Work to complete >> Output the entries below exactly as written, omitting pictures.

——

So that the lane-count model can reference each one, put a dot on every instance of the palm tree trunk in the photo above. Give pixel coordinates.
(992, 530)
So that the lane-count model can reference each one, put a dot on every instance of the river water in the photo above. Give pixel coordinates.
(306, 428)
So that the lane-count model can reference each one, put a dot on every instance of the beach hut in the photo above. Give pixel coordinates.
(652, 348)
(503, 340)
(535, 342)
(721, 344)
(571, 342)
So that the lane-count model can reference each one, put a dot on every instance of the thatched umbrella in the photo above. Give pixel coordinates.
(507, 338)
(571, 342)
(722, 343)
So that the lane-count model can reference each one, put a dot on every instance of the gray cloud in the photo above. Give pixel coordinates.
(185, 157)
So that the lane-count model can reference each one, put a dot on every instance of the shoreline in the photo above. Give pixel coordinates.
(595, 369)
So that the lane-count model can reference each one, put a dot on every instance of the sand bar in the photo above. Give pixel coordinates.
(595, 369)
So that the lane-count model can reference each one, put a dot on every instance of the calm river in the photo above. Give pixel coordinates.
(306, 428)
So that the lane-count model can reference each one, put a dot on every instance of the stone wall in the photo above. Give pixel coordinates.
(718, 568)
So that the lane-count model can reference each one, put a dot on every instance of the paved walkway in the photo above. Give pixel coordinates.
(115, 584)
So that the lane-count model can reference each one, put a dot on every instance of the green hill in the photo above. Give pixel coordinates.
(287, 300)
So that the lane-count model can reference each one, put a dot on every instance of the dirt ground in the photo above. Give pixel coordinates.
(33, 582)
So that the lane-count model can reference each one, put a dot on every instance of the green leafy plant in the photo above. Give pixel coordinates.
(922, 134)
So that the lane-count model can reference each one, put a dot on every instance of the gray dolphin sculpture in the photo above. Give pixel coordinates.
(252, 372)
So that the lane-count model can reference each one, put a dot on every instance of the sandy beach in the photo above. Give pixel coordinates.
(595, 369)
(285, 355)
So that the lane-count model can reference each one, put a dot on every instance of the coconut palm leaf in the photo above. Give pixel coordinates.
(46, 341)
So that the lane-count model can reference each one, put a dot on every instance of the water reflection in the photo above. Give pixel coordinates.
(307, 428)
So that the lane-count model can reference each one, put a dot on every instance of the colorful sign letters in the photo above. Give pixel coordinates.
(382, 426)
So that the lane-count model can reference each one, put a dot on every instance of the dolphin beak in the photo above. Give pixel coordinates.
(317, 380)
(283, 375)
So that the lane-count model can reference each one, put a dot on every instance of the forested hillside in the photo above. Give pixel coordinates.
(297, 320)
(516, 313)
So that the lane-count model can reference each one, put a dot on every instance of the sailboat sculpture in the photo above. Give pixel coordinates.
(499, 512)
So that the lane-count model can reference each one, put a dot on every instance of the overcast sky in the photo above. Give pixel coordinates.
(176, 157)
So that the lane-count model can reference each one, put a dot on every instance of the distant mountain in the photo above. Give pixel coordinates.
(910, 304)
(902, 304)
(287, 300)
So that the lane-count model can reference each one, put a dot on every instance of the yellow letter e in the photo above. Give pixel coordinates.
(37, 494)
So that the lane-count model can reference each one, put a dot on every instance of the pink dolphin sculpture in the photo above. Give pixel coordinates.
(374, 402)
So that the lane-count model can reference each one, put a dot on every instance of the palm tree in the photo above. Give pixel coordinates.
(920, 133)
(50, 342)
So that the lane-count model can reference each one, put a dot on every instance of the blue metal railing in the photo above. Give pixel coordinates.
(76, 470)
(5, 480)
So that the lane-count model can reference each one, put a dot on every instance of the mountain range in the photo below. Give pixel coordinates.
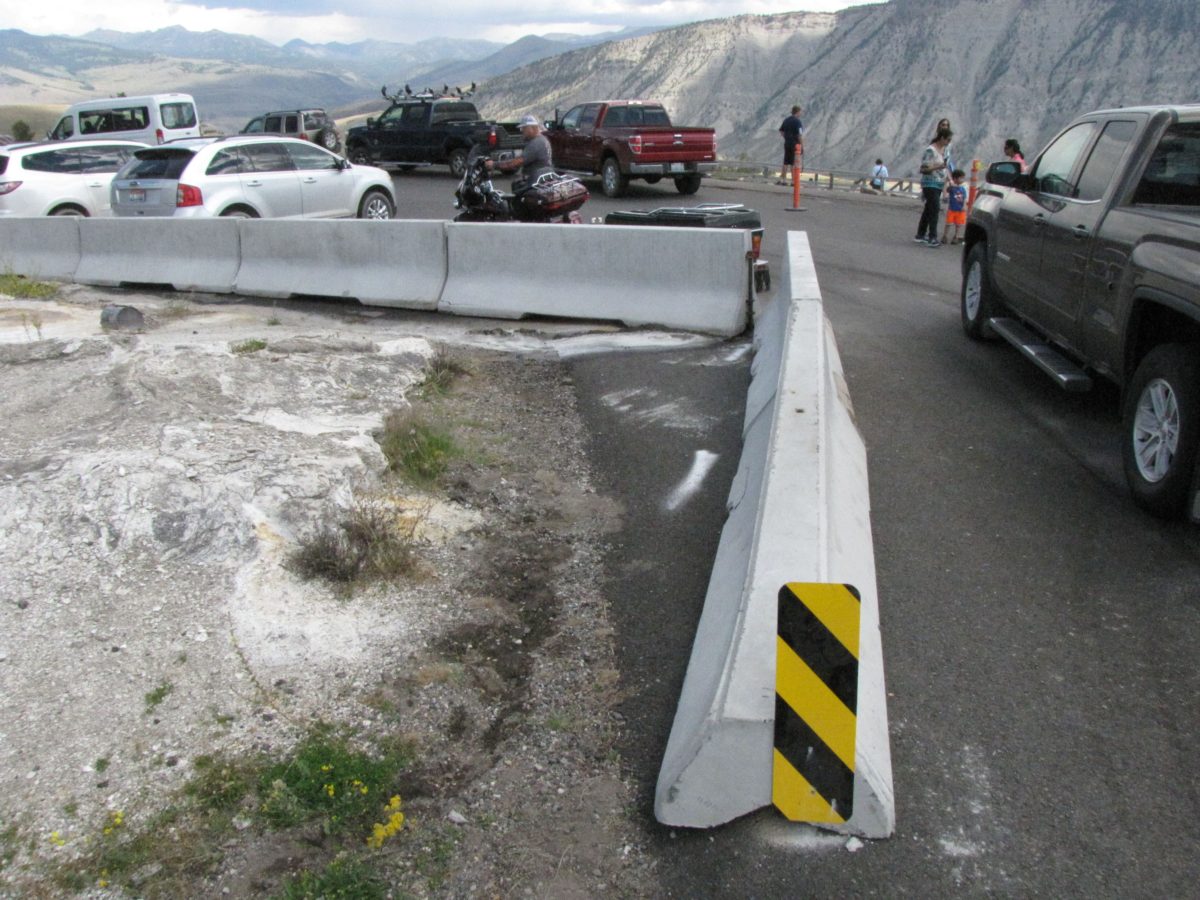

——

Solution to the exercise >>
So that the lane-count model can reference each one, put a dot on every instance of the palm tree trunk in the photo above. Give pixel coordinates.
(992, 530)
So that the lane-count model can reference each one, put a dot on every instance of the river water in the photo above. Give pixel coordinates.
(306, 428)
So that the lane-count model can reference each one, put a dot on every instance of the beach hut in the photo above. Give pixel coordinates.
(652, 348)
(503, 340)
(535, 342)
(721, 344)
(571, 342)
So that the lane-count model can reference each one, put a dot on every instance of the thatched umbrella in the photo above. Give pixel coordinates.
(507, 338)
(571, 342)
(722, 343)
So that the lane-count model can reference each one, put a dot on every instance of the gray cloud in the photo above. Give pixel coordinates.
(185, 157)
So that the lane-count model can reference each one, put a dot on every instance of the shoreline in the photo above. Give pixel coordinates.
(595, 369)
So that the lane-count model can reference each one, put a dot on every instance of the sand bar in the photo above. Give pixel coordinates.
(595, 369)
So that the lane-count model can reference each one, put a dot on every instance of the calm river in the photo above. Give pixel coordinates.
(306, 428)
So that the lane-count model can reference each one, put a dot on every instance of the stone wall in the photo above. Give pixel coordinates.
(718, 568)
So that the lane-count model can reference each one, put a dot on every instance of the paved walkway in the photo above. Give pixel coordinates.
(115, 584)
So that the lane-count model can reference each one, put a dot on every instance of the green hill in the photo above. Give pixel coordinates.
(287, 300)
So that the lane-count model can reference each one, put a dot on every instance of the dirt ground in the photo above. Give pixel coordinates.
(33, 582)
So that the lane-count model can reference each one, put a dot on every instance of the green leafy plant in the photo above. Give pixel coordinates.
(922, 134)
So that the lane-count model can reference each one, put a dot on every instance of the gray dolphin sculpture in the photo above. Give pixel coordinates.
(252, 372)
So that the lane-count model can reference each one, put a dot on every instance of the sandy beach in the photo above. Give pixel coordinates.
(595, 369)
(285, 355)
So that the lane-count model can reference each one, put a dot on every instance of the coconut palm leaf in the photo above. Give pixel coordinates.
(46, 341)
So that the lane-count model can reference each one, put a dot on every instance of the water reflection in the photo above. Give pixel coordinates.
(307, 428)
So that the lane-count model can reference each one, put a dot on every instance of the colorful sign letters in the photo above. Give pixel coordinates.
(382, 426)
So that the lane-count model can reference each one, put a dot on every instance of the dolphin beak in the photo above. Give pixel coordinates.
(317, 380)
(283, 375)
So that the lane-count model can reference each one, put a dot on every instance of the forested hillside in the photo above. Give pixel coordinates.
(297, 320)
(516, 313)
So that the lane-count model can reference each one, put a dot on every instance of the sailboat sculpture in the photo above. Give pixel coordinates.
(499, 512)
So that the lane-count model can reference each one, put a dot on every instance of the overcast sky in the photo above. Give pixel coordinates.
(176, 157)
So that the lane-count model can reference each one, put a dot on every instance of the distant mountain in the photo above. Give pixel coordinates.
(910, 304)
(902, 304)
(287, 300)
So that the lane-count model can reference each one, put a dot on every instance of the yellow letter e in the photo above. Give pixel coordinates.
(37, 494)
So that the lane-count model can reference each one, put a dot on every instance of the pink dolphin sculpture in the photo above. Give pixel coordinates.
(374, 402)
So that the lane-count model can reference each one, put a dot on every instance of the palm tree in the photo above. Give pixel coordinates.
(920, 133)
(50, 342)
So that the lane-count model can reference each one, put a dot on every instance of the blue metal railing in the photo above. Give pixel coordinates.
(76, 470)
(5, 480)
So that the lane-count model can reference each one, put a dot on every instance of the mountain range in the photo below. Give pixel coordinates.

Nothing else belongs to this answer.